** START Entries provided **

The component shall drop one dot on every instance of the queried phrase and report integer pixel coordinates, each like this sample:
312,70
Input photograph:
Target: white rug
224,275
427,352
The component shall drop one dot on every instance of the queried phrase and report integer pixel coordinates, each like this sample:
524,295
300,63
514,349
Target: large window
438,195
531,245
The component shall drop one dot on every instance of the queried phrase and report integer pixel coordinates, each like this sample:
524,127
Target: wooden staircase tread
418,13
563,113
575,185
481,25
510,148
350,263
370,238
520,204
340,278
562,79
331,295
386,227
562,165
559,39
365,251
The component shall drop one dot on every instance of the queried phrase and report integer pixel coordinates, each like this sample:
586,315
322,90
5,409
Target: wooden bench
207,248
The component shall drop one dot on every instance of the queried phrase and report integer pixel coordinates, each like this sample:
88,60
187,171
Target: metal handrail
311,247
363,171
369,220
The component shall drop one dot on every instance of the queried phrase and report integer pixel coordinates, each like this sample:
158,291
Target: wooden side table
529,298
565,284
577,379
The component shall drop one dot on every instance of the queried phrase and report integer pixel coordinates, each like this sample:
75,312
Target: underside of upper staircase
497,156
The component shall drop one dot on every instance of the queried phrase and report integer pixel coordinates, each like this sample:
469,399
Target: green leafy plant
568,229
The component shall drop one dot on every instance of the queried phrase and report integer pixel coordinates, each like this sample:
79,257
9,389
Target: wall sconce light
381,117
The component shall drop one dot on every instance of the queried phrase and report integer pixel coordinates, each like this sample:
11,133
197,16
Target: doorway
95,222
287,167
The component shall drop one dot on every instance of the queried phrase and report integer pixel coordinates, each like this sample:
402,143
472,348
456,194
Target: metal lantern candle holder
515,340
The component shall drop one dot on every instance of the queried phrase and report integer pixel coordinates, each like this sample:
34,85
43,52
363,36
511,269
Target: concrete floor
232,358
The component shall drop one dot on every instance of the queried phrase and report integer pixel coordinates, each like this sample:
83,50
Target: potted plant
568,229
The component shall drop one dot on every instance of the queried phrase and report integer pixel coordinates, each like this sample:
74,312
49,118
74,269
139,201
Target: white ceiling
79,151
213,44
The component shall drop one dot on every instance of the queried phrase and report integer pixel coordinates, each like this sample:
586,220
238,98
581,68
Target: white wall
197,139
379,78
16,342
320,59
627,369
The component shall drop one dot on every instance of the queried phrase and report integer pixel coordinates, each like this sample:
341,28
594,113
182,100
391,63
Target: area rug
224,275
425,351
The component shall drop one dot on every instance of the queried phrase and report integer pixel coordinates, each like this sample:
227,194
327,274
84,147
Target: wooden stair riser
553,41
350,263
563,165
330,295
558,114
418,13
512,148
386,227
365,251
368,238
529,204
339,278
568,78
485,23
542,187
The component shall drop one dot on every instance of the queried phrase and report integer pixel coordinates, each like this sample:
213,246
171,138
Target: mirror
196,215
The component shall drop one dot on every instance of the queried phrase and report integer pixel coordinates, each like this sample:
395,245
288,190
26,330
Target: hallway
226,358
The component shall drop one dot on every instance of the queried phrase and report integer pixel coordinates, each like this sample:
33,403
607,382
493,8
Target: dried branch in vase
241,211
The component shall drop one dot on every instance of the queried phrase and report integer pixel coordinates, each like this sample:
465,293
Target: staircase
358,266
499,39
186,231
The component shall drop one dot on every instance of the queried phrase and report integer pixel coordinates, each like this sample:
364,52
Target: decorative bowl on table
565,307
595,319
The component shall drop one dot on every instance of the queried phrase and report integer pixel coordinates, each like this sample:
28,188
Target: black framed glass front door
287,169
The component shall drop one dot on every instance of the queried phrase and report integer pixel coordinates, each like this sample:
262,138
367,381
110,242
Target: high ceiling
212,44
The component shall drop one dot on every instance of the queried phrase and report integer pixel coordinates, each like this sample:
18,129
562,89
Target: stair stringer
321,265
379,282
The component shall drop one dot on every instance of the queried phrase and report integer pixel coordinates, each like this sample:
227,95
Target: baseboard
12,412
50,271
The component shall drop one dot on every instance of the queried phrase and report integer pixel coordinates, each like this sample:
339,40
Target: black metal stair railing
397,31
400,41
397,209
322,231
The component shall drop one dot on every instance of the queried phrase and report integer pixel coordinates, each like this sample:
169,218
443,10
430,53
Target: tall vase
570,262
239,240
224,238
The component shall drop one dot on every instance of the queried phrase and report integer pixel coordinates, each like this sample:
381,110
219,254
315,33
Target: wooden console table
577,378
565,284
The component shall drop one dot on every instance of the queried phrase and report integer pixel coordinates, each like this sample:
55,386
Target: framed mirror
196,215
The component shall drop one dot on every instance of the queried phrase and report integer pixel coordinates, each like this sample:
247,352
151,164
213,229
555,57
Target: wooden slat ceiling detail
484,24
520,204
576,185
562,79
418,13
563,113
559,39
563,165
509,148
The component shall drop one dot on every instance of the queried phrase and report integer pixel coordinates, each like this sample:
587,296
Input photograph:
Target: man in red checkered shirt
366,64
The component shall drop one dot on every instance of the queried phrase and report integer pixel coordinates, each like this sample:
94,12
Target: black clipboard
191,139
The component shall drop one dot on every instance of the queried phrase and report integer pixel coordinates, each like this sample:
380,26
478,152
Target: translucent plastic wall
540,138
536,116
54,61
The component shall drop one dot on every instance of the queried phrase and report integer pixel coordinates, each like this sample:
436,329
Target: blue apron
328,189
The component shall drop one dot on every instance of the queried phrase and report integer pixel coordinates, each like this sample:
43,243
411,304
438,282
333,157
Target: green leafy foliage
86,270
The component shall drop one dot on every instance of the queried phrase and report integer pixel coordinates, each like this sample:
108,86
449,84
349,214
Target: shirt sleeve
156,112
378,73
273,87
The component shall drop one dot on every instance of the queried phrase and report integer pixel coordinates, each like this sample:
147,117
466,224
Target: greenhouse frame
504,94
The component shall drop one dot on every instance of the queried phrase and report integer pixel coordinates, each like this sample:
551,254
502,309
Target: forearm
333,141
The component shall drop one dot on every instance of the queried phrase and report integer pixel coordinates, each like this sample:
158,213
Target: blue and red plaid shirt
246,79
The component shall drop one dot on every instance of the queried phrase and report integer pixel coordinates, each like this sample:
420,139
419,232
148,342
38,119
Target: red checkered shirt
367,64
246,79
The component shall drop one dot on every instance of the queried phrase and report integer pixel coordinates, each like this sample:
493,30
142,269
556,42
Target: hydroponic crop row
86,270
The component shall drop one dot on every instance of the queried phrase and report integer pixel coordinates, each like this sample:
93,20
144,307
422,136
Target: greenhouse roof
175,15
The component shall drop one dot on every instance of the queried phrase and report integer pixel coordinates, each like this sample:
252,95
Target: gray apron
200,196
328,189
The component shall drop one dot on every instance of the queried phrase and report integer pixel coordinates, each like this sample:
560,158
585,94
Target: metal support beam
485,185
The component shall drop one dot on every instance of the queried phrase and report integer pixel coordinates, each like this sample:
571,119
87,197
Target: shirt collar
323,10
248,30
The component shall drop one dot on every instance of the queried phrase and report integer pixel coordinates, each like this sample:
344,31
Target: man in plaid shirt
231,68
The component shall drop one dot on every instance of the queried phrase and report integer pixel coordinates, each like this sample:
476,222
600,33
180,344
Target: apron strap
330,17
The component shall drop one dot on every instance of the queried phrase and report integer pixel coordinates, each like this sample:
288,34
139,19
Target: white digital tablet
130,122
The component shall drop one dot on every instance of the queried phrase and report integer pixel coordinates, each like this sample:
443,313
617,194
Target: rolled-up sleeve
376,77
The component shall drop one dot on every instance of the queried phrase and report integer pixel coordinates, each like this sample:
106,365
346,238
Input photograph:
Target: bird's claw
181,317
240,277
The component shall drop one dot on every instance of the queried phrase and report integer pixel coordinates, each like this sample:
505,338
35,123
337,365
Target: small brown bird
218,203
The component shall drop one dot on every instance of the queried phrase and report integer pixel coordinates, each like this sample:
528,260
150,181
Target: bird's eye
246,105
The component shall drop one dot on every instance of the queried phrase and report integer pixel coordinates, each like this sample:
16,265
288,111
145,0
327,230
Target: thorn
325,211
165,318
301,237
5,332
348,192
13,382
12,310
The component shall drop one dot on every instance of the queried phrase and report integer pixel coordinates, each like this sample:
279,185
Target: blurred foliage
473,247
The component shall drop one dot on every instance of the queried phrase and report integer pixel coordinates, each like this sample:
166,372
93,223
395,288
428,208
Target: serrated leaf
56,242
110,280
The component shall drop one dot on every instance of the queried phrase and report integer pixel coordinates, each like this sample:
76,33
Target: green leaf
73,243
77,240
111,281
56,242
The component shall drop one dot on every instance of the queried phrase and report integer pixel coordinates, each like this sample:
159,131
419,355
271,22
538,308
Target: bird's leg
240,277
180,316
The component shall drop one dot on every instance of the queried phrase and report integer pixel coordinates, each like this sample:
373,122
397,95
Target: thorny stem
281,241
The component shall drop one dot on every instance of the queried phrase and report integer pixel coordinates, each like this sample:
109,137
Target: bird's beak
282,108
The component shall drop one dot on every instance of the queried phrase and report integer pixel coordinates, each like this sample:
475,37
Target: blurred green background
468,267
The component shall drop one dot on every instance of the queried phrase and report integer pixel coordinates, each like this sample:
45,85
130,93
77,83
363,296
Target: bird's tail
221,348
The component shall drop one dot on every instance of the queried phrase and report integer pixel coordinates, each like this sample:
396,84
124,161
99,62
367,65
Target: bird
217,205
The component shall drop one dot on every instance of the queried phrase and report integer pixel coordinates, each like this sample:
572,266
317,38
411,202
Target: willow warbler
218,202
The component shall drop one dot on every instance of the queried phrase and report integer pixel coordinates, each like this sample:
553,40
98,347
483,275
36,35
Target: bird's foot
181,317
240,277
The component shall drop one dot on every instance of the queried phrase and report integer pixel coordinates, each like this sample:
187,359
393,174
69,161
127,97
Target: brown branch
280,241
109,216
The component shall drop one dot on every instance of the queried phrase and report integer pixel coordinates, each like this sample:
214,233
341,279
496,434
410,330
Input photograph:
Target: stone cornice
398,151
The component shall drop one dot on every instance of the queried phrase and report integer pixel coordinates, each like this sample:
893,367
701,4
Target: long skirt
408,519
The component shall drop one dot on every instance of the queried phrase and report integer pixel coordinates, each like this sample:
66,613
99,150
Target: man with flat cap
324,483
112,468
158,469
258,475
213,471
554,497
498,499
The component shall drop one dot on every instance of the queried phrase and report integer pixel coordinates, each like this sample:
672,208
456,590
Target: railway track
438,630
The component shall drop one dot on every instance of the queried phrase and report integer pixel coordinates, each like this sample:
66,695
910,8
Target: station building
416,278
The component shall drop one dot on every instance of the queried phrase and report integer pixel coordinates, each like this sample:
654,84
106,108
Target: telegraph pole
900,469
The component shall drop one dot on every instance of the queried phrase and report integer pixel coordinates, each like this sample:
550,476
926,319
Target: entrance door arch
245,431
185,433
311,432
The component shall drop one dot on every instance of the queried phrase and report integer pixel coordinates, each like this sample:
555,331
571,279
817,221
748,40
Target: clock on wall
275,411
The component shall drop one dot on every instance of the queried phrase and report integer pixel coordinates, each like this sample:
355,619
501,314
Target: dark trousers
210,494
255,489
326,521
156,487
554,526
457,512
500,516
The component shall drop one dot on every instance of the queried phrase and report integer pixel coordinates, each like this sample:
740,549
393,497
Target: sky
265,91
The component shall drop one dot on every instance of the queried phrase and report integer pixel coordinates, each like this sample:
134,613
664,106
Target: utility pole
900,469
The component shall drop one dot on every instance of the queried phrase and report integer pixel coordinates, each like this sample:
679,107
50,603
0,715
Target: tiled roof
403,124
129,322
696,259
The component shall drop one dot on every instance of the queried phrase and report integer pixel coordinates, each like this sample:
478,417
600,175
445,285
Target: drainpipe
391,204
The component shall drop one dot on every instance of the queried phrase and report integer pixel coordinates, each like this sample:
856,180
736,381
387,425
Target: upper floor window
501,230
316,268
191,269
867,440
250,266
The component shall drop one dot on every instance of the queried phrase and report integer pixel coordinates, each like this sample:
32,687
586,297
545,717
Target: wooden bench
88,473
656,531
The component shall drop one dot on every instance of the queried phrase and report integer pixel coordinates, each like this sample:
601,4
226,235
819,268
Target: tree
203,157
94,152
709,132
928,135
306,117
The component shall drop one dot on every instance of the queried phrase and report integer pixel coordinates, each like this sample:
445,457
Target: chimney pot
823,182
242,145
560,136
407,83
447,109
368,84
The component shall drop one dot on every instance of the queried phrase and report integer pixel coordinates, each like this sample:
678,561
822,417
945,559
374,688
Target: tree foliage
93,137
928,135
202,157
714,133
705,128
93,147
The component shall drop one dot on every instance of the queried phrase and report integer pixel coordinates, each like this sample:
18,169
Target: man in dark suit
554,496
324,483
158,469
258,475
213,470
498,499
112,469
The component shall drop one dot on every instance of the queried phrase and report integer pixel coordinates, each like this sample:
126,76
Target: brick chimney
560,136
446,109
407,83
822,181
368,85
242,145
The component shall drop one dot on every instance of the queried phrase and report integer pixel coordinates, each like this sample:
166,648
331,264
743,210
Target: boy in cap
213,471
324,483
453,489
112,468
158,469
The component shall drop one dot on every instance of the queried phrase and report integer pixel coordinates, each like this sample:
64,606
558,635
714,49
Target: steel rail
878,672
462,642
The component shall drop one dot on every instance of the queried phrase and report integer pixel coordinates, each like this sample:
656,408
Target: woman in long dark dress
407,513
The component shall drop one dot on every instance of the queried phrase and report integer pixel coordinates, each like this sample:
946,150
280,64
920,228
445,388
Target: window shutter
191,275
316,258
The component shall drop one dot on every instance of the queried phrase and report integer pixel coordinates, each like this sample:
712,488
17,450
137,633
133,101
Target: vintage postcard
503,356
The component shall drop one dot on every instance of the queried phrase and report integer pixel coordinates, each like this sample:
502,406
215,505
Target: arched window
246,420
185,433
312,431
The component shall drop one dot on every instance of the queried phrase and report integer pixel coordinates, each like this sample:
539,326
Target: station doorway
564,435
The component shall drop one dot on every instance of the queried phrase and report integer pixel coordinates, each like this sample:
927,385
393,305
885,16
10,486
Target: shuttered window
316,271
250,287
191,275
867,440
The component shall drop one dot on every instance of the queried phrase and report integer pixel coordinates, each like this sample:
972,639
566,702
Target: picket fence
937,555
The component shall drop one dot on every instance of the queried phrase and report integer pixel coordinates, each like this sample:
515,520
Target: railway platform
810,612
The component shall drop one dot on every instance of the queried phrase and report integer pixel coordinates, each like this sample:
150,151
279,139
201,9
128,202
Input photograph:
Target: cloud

** END Entries provided **

Gather every line of the material that contains the string "brown". Case counts, so a line with the same letters in a different case does not qualify.

Target: small brown bird
Target: brown branch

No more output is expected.